▶ [Provided text]
I just watched your video "Tips # 1 - Poor man's fillet mignon".

Instead of using salt to tenderize a poor grade of meat (Beef), would Saltpeter - (Potassium nitrate) - give me the same or a better results - or would you recommend this product used as a meat tenderizer?

Thank you.

You're describing "koshering" the meat. Its a very old process used by kosher butchers. The salt is supposed to "draw out" the blood in the meat. Just goes to show: everything old is new again.

This is how my mother tenderized meat when I was growing up in the 1940's and 1950's. It works really well on other meats also; pork chops, lamb chops, veal, venison, squirrel, coon, rabbit, etc.

If you want to preserve meat without having to refrigerate it, salt both sides an leave it for two days. You can also put a layer of rock salt (ice cream salt) in a pan or tub, layer your meat, pour rock salt over and around it, put another layer of meat and pour the rock salt over it, etc. and leave it for three days. Be sure to shake the pan or tub at least once a day to redistribute the salt.

▶ [Stated exercise] Reproduce the comment thread about tenderizing meat with salt word for word, in full.

▶ [Data section]
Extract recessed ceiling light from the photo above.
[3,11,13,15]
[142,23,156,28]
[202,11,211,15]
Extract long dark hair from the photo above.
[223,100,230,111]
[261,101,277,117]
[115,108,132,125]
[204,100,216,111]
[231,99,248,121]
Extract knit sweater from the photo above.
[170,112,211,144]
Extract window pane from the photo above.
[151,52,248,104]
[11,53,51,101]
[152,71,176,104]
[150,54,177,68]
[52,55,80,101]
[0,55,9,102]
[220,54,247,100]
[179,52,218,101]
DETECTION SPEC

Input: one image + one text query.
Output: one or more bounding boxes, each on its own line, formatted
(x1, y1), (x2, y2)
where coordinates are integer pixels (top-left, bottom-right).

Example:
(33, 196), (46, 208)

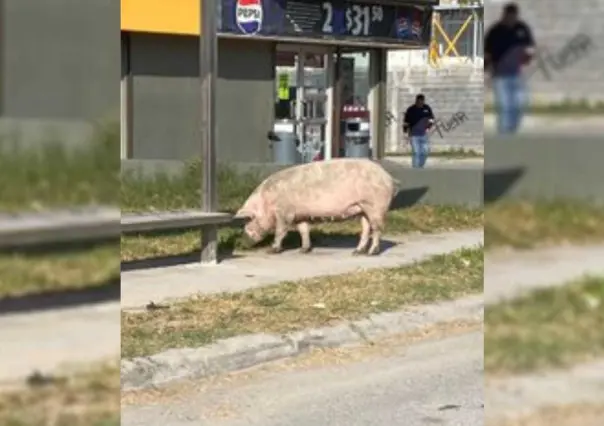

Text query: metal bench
(122, 210), (234, 263)
(0, 207), (236, 263)
(0, 207), (120, 249)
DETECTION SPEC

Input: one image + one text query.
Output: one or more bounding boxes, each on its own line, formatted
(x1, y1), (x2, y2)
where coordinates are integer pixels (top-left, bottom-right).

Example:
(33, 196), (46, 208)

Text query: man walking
(484, 3), (535, 134)
(403, 94), (434, 168)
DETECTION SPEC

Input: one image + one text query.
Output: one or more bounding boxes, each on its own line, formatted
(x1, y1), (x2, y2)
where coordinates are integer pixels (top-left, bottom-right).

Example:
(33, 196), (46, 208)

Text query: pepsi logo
(235, 0), (263, 35)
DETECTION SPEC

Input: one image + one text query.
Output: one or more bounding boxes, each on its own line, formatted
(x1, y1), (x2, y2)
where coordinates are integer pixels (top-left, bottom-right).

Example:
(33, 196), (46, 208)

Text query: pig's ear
(235, 209), (256, 220)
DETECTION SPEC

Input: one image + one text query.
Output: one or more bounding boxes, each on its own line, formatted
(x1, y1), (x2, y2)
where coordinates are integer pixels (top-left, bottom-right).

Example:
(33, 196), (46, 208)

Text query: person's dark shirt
(403, 104), (434, 136)
(485, 21), (535, 76)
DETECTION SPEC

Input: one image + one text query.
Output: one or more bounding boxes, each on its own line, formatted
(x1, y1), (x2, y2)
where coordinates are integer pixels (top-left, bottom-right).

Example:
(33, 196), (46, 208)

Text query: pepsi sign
(235, 0), (263, 35)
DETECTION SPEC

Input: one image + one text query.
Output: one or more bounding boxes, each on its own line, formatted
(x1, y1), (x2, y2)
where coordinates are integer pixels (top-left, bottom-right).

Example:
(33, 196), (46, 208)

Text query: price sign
(219, 0), (438, 46)
(321, 1), (384, 37)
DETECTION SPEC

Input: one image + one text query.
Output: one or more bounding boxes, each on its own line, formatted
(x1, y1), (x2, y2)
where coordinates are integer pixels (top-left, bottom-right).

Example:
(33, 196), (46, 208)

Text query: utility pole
(199, 0), (218, 263)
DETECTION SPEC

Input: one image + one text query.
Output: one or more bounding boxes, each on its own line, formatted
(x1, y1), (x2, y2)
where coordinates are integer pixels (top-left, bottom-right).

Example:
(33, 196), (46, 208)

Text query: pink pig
(236, 158), (396, 255)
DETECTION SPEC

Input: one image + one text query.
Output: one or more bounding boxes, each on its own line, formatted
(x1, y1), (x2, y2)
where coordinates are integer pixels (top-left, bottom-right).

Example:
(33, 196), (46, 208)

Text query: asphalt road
(122, 330), (483, 426)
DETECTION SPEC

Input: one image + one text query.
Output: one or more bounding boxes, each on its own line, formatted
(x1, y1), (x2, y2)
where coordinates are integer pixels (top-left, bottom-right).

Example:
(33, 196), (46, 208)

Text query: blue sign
(219, 0), (432, 46)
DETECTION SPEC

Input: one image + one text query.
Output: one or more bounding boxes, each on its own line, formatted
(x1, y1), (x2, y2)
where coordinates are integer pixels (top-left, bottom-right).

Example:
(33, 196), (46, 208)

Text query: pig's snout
(243, 226), (262, 245)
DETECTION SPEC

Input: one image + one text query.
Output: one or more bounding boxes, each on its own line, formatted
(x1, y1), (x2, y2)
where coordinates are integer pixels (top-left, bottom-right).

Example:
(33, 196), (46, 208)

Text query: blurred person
(403, 93), (434, 169)
(485, 3), (535, 134)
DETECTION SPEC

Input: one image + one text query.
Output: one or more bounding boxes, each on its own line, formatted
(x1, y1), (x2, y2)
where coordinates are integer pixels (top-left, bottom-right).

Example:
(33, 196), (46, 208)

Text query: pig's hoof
(266, 247), (283, 254)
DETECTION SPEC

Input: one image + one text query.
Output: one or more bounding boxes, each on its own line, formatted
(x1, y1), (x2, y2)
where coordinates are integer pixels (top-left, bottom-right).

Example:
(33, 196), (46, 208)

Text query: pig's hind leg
(297, 222), (312, 253)
(269, 210), (293, 254)
(368, 215), (384, 256)
(352, 214), (371, 255)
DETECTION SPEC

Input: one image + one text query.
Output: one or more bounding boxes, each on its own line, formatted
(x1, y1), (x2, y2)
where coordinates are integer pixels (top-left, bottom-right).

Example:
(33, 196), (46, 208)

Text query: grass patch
(122, 248), (484, 358)
(484, 201), (604, 249)
(386, 148), (484, 159)
(0, 365), (120, 426)
(484, 277), (604, 374)
(484, 100), (604, 116)
(0, 126), (121, 212)
(121, 205), (483, 261)
(487, 403), (604, 426)
(0, 243), (120, 298)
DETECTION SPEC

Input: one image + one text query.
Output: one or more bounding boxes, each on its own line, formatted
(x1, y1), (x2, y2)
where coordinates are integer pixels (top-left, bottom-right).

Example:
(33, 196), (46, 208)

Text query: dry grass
(121, 205), (484, 262)
(487, 403), (604, 426)
(122, 248), (484, 358)
(0, 244), (120, 298)
(0, 364), (120, 426)
(484, 277), (604, 375)
(484, 201), (604, 249)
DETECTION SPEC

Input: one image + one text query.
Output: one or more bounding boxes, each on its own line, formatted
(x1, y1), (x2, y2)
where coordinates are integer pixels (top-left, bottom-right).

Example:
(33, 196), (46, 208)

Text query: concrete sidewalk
(386, 155), (484, 169)
(484, 114), (604, 135)
(484, 245), (604, 419)
(121, 229), (484, 309)
(0, 302), (121, 385)
(484, 245), (604, 304)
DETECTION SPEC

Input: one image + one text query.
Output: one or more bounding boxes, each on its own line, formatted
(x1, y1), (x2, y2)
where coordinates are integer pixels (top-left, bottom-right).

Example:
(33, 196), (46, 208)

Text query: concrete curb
(121, 295), (484, 390)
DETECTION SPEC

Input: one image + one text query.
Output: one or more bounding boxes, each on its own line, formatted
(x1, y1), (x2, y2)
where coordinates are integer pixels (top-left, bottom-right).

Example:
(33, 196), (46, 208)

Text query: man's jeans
(493, 75), (528, 135)
(411, 135), (429, 168)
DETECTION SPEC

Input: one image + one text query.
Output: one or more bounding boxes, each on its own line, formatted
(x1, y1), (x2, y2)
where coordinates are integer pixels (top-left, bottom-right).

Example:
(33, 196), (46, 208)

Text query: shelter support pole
(120, 33), (134, 160)
(331, 47), (343, 158)
(199, 0), (218, 263)
(368, 49), (388, 160)
(323, 52), (336, 160)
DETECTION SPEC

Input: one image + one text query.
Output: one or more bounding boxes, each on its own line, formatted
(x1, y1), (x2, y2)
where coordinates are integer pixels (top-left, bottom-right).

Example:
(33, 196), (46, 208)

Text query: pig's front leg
(352, 215), (371, 256)
(297, 222), (312, 253)
(269, 218), (289, 254)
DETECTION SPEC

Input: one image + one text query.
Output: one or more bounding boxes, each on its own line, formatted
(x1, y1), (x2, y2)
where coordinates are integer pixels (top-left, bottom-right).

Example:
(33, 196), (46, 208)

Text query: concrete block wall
(485, 0), (604, 103)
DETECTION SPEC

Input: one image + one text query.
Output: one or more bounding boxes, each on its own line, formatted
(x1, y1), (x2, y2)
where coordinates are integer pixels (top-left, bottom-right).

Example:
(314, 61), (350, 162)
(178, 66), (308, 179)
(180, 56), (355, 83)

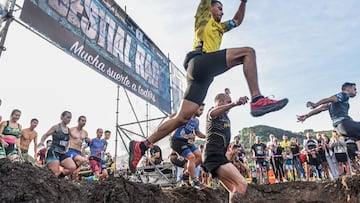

▶ [Answer to this problem]
I just watched your video "Tips # 1 - Poor man's fillet mignon".

Instead of using salt to tenderize a poor grade of meat (Beef), would Saltpeter - (Potassium nitrate) - give me the same or a better results - or would you recommend this product used as a meat tenderizer?

Thank you.

You're describing "koshering" the meat. Its a very old process used by kosher butchers. The salt is supposed to "draw out" the blood in the meat. Just goes to show: everything old is new again.

This is how my mother tenderized meat when I was growing up in the 1940's and 1950's. It works really well on other meats also; pork chops, lamb chops, veal, venison, squirrel, coon, rabbit, etc.

If you want to preserve meat without having to refrigerate it, salt both sides an leave it for two days. You can also put a layer of rock salt (ice cream salt) in a pan or tub, layer your meat, pour rock salt over and around it, put another layer of meat and pour the rock salt over it, etc. and leave it for three days. Be sure to shake the pan or tub at least once a day to redistribute the salt.